▶ **EXCERPTED TEXT**:
▼
It was bad enough when LeRoy — who bought
the place from Faith Stewart Gordon — shut down the Russian
Tea Room at the end of December 1995. I was there for lunch on the last
Friday it was served and sat in one of the miniature front booths across
from the bar with my old pal, Mara Buxbaum. It was a bittersweet
afternoon. Ona, the no-nonsense Oprah-like hostess who ran that
room with military skill and precision, was hugging everyone who came in. Sydney
Pollack, Tony Randall, Sam Cohn — it was the end of an
era, and everyone knew it. No one had any expectation of the place being
revived.
LeRoy, who is now dead, promised a
spectacular new Russian Tea Room when he brought it back. In the four-year
interval, he also promised that David Bouley, the famed downtown
chef, would take over the new room. That, like many other pie-in-the-sky
LeRoy plans, fell apart. Then, when LeRoy did reopen, the results were
simply horrifying. The main dining room on the ground floor was like a
shopping mall version of the original. All the beautiful sconces and
paintings, the old fashioned red wallpaper and banquets were gone. There
was a gigantic Lucite bear filled with live goldfish standing on a
platform on the second floor. The décor on the same floor and the one
above could only be described as nausea-inducing.
No matter how much you might have loved
Warner LeRoy, he killed the Russian Tea Room — and he did it years ago.
▲
List every person named in the Russian Tea Room text above.

▶ **EXTRACTED DATA**:
▼
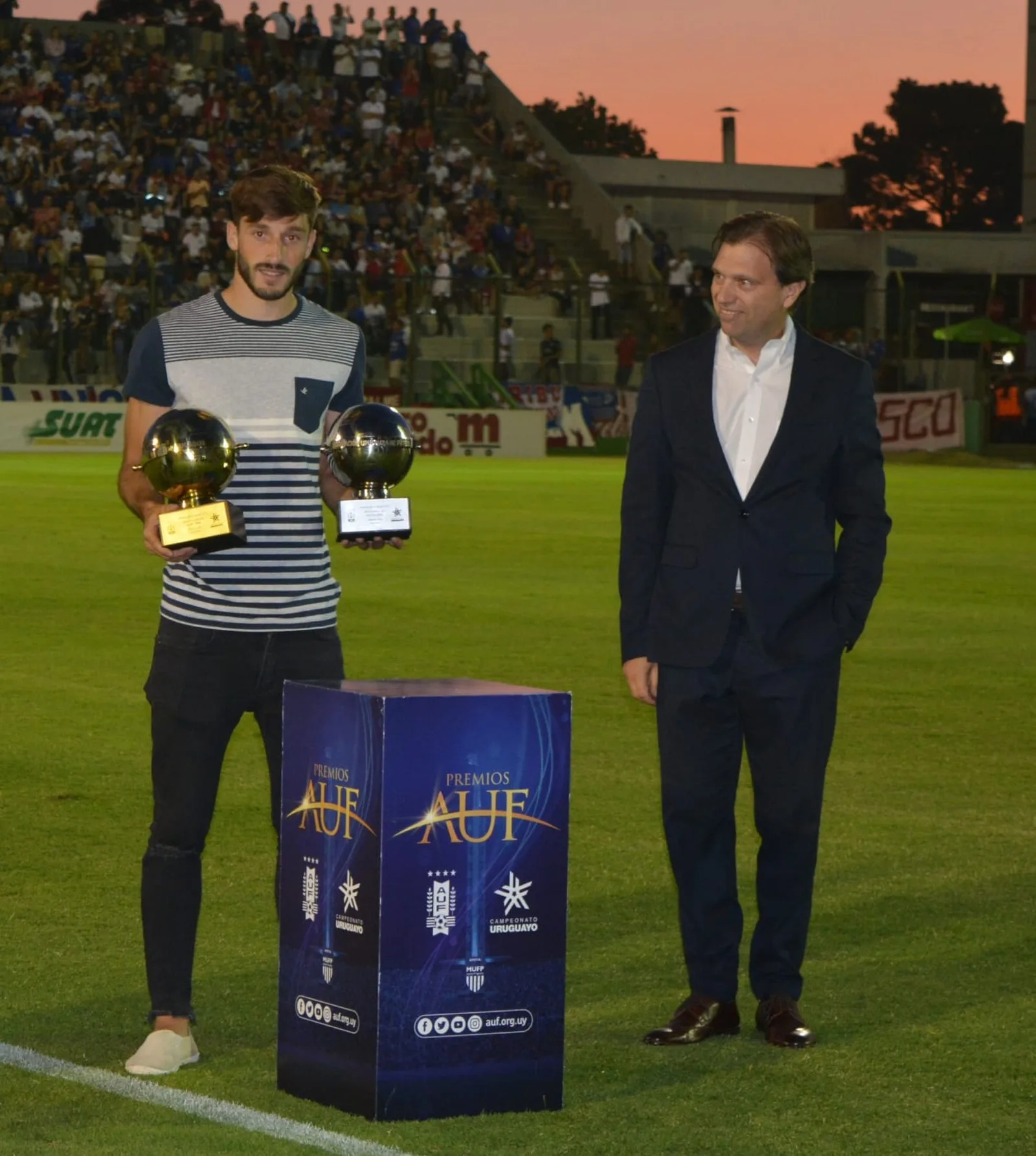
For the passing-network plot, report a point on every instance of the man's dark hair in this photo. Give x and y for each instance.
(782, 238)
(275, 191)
▲
▼
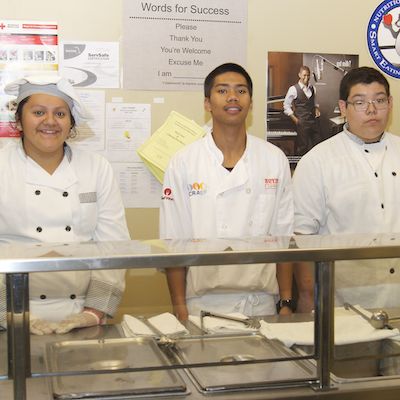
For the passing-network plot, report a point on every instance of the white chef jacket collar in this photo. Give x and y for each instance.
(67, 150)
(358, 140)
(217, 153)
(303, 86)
▲
▶ **RIGHT ANSWER**:
Warner LeRoy, Faith Stewart Gordon, Mara Buxbaum, Ona, Sydney Pollack, Tony Randall, Sam Cohn, David Bouley